(Written instruction) Gather and copy out every line in the data below that contains the word "carved".

(Dataset excerpts)
◆ ◆ ◆ ◆ ◆

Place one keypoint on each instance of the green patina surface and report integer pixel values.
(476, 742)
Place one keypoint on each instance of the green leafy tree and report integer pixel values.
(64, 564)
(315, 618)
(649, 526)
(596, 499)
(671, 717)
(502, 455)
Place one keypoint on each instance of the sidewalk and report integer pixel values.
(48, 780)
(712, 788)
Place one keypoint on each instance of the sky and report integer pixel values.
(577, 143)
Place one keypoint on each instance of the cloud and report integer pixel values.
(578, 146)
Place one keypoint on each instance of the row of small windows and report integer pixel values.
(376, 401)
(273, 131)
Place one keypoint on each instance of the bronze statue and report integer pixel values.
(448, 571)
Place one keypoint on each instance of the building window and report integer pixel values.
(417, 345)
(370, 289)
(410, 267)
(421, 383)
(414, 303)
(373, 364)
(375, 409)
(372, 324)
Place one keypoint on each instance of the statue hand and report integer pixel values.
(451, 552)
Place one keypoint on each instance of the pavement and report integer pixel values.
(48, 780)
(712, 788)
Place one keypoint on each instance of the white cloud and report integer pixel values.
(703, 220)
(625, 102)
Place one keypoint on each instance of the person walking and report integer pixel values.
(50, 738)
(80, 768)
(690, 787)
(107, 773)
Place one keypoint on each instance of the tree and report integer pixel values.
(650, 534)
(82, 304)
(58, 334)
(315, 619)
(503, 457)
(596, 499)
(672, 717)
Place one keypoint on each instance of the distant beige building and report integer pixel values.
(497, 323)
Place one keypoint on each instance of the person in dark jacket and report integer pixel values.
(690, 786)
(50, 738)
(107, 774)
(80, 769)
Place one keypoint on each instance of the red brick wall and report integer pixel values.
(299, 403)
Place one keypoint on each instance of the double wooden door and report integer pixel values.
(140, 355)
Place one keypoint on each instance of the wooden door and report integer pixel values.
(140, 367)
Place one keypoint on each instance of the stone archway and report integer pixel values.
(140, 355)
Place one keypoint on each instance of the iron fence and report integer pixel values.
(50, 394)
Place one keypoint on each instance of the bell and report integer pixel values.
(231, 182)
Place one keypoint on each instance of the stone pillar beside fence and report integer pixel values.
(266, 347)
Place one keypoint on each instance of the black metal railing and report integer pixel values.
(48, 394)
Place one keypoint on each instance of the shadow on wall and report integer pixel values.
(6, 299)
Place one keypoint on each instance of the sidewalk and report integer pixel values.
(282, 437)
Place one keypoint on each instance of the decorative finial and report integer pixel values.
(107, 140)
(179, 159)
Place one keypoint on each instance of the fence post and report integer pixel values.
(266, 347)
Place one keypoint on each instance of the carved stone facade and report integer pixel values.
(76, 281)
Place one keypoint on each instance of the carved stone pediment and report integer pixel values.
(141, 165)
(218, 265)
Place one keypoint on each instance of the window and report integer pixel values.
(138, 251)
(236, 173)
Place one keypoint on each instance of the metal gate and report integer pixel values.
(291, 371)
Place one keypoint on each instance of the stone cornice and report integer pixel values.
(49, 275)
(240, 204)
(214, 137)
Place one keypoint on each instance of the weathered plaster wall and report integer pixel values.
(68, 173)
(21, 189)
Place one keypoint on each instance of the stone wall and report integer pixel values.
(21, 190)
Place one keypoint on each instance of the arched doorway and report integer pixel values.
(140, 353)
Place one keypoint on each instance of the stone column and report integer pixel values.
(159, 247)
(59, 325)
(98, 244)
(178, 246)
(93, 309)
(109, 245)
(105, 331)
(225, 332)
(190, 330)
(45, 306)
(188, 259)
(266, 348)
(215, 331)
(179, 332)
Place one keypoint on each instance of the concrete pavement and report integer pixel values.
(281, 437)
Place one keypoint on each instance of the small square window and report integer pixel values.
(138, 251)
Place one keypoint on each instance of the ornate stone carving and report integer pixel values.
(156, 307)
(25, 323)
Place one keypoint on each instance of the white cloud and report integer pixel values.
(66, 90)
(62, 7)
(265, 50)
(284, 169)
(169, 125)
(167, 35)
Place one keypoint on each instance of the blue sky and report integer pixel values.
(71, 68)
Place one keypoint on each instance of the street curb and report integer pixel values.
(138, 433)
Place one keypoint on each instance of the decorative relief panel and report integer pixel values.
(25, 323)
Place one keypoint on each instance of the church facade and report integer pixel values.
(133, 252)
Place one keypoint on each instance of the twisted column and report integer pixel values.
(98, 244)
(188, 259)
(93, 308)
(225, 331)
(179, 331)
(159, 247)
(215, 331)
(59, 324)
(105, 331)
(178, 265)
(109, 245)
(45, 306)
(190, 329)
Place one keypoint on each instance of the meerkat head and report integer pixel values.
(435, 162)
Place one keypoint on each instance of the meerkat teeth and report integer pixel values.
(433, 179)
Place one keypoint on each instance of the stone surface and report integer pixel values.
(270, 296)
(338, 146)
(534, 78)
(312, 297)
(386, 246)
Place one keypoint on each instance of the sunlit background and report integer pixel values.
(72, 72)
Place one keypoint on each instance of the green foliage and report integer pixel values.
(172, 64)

◆ ◆ ◆ ◆ ◆

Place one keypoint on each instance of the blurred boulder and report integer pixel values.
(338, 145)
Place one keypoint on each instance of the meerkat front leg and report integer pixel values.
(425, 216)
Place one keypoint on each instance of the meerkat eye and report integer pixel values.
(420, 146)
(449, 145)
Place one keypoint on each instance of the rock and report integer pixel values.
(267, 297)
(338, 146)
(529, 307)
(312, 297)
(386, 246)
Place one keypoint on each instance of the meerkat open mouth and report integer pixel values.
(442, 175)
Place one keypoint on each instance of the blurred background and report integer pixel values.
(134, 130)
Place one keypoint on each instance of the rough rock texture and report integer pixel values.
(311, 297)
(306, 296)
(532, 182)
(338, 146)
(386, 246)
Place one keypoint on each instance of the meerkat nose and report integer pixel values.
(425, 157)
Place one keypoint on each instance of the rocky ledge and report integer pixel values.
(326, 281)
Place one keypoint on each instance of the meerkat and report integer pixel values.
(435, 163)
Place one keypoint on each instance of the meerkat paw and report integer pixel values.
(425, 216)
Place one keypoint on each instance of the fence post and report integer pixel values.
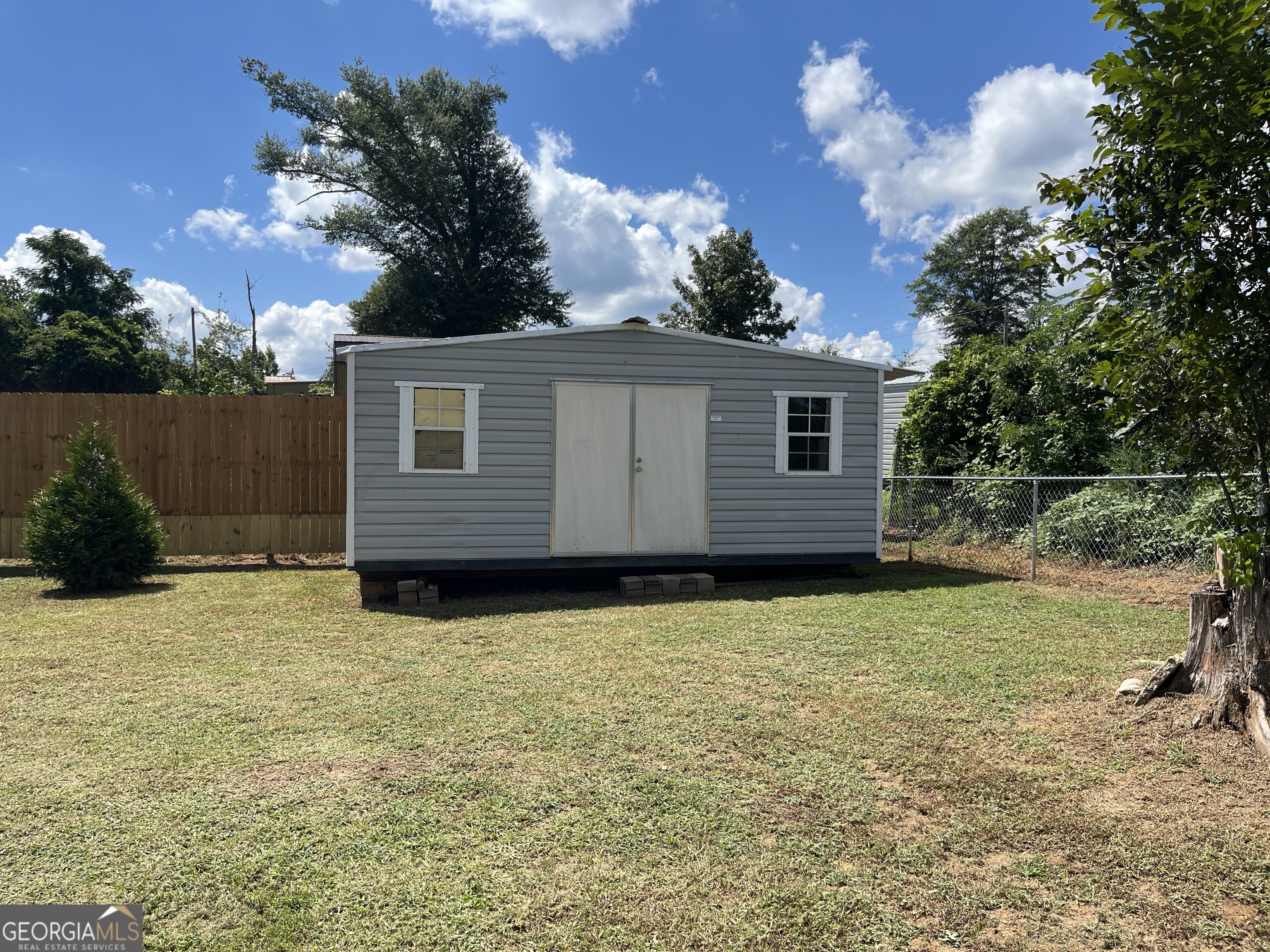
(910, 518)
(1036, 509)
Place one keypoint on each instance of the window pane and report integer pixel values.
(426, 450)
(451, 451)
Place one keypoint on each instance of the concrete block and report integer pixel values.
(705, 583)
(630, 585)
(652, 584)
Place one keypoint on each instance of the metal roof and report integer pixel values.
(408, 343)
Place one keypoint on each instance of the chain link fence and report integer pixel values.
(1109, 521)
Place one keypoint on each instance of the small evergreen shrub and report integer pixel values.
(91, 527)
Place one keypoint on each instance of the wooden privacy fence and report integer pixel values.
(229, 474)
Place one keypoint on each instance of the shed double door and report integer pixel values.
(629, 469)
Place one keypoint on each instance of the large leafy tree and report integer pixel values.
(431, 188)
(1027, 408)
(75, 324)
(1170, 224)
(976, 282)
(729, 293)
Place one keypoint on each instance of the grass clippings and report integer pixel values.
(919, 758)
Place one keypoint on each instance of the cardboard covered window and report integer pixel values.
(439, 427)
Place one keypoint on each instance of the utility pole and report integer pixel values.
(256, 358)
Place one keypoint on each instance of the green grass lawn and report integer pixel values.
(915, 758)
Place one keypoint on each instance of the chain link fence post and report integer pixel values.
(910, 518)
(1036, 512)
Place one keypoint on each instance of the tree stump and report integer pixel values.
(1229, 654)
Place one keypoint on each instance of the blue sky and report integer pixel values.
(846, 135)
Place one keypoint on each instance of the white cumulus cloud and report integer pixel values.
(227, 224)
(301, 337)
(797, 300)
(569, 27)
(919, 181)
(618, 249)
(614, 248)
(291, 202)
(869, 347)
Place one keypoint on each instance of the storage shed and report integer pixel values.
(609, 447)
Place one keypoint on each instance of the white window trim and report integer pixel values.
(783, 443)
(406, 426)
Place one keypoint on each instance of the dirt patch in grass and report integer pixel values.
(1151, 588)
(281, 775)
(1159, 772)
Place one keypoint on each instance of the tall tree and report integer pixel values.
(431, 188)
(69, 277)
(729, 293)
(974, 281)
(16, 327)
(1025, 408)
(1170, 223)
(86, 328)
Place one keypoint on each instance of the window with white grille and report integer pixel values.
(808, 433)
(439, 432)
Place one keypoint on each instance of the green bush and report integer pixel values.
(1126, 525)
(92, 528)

◆ ◆ ◆ ◆ ◆

(Completed exercise)
Place one keypoint on each instance of the carved stone facade and report integer pixel values.
Place one keypoint on each instance of the carved stone pediment and report integer pixel values.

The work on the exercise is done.